# Exercise requirements:
Please write out, exactly as they appear, the line containing "Objective — drop a marker on each instance of the lichen-covered" and every line after it to the end of the records, and nothing more.

Dataset excerpts

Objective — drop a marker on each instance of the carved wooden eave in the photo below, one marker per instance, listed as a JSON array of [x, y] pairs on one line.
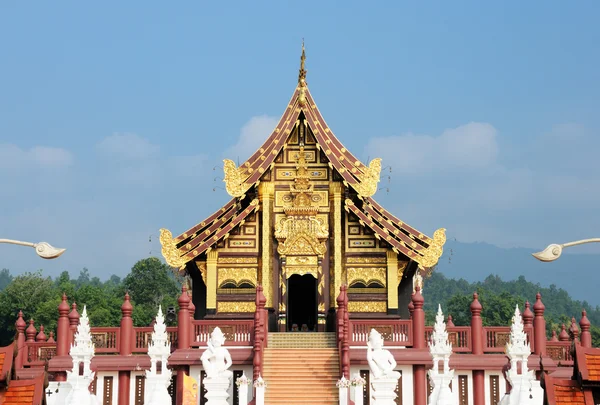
[[186, 247], [361, 178]]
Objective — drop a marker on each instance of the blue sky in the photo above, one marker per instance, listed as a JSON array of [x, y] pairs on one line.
[[116, 117]]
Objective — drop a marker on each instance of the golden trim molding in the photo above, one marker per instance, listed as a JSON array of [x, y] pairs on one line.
[[367, 306]]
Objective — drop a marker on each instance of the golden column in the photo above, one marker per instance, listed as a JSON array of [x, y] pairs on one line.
[[336, 192], [211, 279], [266, 191], [392, 282]]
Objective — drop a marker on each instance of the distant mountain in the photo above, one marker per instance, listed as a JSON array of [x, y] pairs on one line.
[[578, 274]]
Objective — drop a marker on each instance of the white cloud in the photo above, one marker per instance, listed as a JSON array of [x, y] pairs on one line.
[[128, 146], [470, 146], [13, 157], [252, 135]]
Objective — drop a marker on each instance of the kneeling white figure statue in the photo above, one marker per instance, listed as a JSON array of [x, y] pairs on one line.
[[381, 364], [216, 361]]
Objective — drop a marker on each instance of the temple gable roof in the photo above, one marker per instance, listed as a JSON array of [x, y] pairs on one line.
[[363, 179]]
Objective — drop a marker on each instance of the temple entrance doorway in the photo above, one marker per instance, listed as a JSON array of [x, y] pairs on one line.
[[302, 303]]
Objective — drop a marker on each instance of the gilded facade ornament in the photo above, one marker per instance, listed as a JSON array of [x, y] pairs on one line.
[[237, 275], [366, 275], [266, 191], [369, 179], [367, 306], [235, 178], [433, 253], [237, 260], [169, 249], [240, 306]]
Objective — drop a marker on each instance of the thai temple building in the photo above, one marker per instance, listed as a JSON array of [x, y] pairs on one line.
[[306, 275]]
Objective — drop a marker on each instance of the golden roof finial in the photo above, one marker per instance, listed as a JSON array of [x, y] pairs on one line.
[[302, 73]]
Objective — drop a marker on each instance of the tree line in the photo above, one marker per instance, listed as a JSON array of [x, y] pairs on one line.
[[151, 282]]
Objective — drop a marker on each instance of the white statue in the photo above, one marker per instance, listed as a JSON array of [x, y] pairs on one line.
[[216, 360], [82, 351], [381, 362], [159, 349], [441, 349], [525, 389]]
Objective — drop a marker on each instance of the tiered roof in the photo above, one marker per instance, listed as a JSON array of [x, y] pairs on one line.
[[355, 174]]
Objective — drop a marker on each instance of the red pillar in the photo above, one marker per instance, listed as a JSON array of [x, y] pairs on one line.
[[192, 311], [477, 348], [183, 337], [418, 321], [73, 322], [126, 341], [539, 326], [563, 335], [20, 326], [41, 337], [586, 336], [31, 332], [574, 331], [62, 332]]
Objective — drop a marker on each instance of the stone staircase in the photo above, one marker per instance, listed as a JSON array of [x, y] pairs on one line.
[[301, 368]]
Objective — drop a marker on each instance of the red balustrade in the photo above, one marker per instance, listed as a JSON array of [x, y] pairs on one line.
[[237, 333], [38, 353], [395, 333], [459, 336]]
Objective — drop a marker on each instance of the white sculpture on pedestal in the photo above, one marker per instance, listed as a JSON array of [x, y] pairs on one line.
[[381, 363], [216, 360], [81, 376], [526, 390], [158, 379], [441, 349]]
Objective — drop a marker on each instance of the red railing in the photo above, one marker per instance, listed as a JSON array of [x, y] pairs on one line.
[[395, 333], [560, 352], [459, 336], [106, 339], [237, 333], [496, 338], [38, 353]]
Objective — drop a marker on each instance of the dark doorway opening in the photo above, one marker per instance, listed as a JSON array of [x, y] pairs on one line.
[[302, 303]]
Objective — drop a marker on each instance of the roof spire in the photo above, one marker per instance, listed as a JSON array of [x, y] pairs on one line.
[[302, 73]]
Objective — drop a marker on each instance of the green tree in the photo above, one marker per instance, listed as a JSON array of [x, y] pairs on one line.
[[150, 283], [5, 278], [31, 293]]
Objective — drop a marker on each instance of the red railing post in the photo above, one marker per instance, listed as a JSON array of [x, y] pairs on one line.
[[259, 331], [477, 348], [192, 310], [183, 337], [586, 336], [21, 348], [574, 331], [345, 334], [73, 322], [418, 319], [127, 343], [539, 326]]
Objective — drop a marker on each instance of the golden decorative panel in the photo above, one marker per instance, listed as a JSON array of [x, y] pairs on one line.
[[242, 243], [367, 306], [237, 275], [366, 275], [237, 260], [361, 243], [319, 198], [290, 271], [309, 155], [301, 261], [231, 306], [366, 260]]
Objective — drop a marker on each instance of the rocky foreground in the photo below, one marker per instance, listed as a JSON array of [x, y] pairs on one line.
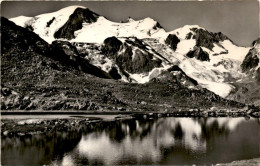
[[251, 162], [22, 127]]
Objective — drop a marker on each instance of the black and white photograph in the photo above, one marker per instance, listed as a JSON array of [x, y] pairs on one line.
[[130, 83]]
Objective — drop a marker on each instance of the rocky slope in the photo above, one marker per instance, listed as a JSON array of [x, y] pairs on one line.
[[39, 76], [138, 51], [247, 88]]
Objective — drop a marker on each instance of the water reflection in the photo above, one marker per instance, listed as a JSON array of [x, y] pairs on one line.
[[153, 141]]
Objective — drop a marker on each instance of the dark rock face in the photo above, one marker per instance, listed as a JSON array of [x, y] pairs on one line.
[[111, 46], [15, 37], [176, 75], [131, 56], [173, 41], [67, 54], [257, 41], [74, 23], [250, 61], [206, 39], [182, 74], [21, 40], [220, 37], [114, 73], [199, 54]]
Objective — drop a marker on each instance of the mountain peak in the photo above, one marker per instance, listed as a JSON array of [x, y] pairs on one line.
[[130, 19]]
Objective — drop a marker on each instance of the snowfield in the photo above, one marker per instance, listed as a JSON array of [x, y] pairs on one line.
[[225, 57]]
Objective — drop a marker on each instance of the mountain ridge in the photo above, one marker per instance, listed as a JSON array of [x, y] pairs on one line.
[[210, 58]]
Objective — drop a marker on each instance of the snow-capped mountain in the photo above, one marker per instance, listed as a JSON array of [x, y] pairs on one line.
[[142, 50], [251, 62]]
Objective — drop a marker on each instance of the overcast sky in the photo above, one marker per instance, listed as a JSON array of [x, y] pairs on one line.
[[239, 20]]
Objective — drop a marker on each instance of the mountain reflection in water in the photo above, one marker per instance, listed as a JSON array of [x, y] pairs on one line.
[[154, 141]]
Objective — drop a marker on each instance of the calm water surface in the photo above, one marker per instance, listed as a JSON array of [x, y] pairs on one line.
[[171, 141]]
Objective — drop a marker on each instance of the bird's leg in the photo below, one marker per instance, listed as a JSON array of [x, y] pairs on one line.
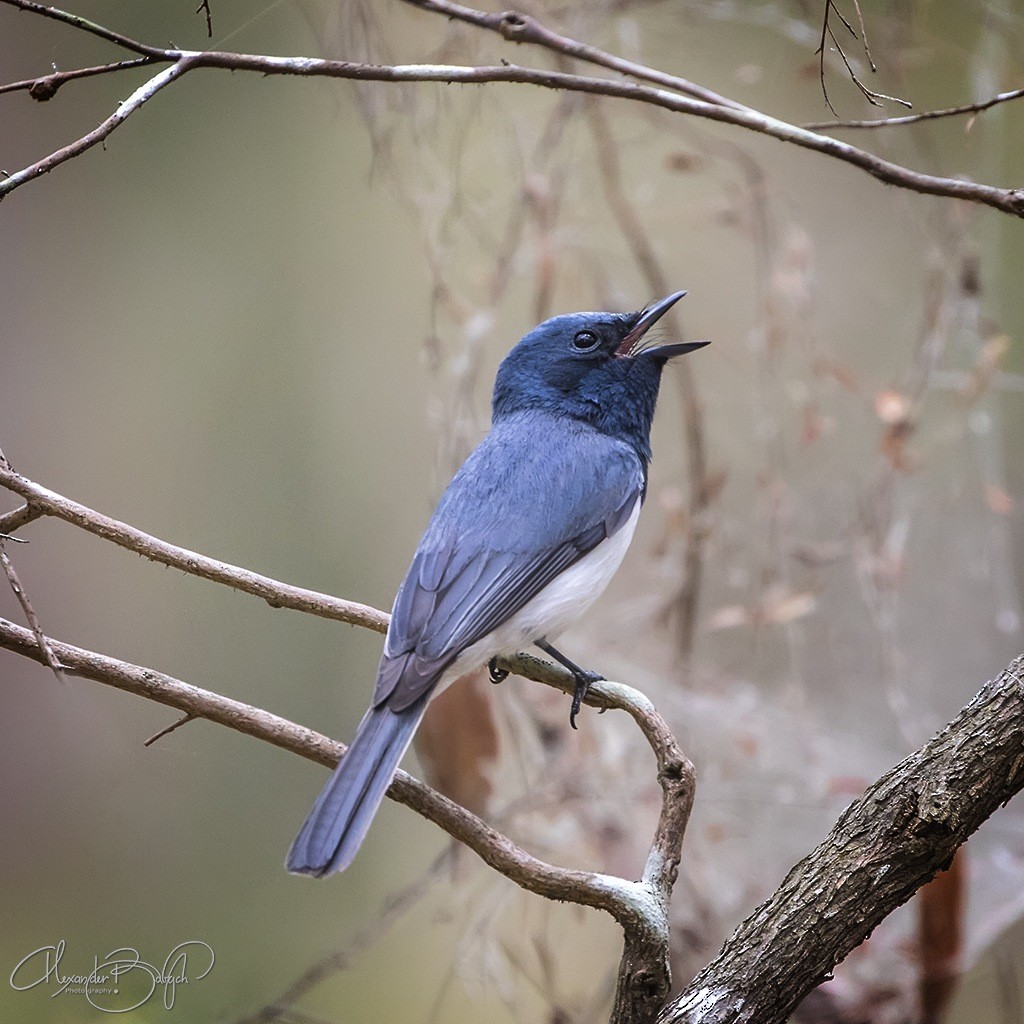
[[583, 677]]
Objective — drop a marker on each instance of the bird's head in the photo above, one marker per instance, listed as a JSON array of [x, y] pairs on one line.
[[593, 367]]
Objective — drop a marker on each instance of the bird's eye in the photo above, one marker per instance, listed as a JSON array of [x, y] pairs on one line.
[[585, 341]]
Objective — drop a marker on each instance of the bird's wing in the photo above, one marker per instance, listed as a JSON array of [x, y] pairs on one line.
[[514, 517]]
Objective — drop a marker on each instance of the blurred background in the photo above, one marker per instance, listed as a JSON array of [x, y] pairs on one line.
[[262, 323]]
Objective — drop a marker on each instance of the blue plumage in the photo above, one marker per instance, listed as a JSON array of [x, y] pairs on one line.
[[525, 537]]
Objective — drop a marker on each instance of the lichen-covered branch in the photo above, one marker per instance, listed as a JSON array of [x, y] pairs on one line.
[[676, 97], [884, 848]]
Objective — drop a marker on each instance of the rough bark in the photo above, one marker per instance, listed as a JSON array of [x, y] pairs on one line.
[[885, 847]]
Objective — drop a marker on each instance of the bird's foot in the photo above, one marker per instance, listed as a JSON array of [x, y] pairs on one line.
[[583, 679]]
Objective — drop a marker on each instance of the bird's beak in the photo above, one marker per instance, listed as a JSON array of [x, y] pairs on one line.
[[648, 317]]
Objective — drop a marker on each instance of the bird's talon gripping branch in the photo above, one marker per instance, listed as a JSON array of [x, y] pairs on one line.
[[524, 539], [584, 680]]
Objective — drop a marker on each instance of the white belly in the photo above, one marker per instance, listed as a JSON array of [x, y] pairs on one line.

# Output below:
Objective — drop a marker on each instance of the lichen-covered branch in the photo above, one marker per instance, listed as a JSON array of [x, y] pairs on one line.
[[676, 97], [884, 848]]
Objective — drop a marker on each instance of the rough bark in the photo above, one marker per instance, listed as a JSON array of [x, y] pairs on one line.
[[885, 847]]
Objective — drop a marker on each instance of the bird's foot in the photo above, one marker per instance, listed as a JSON array of [x, y] pairs on one line.
[[583, 679]]
Objective — drop a marker on each instance of the bird's beak in the photo above, one marker per instance, listed as a JSON array of [x, y] pairs on one line.
[[648, 317]]
Objective — drop a marker on each instance of the bird's talon gripping branch in the photo above, one marker per instance, listed as a JSON array of [x, y] pairs on one line.
[[524, 539], [584, 680]]
Objective — drop a marker on each instance of the white belly in the photo above, one marker per instance, listed as a JSON array of [x, y] pairs on one line.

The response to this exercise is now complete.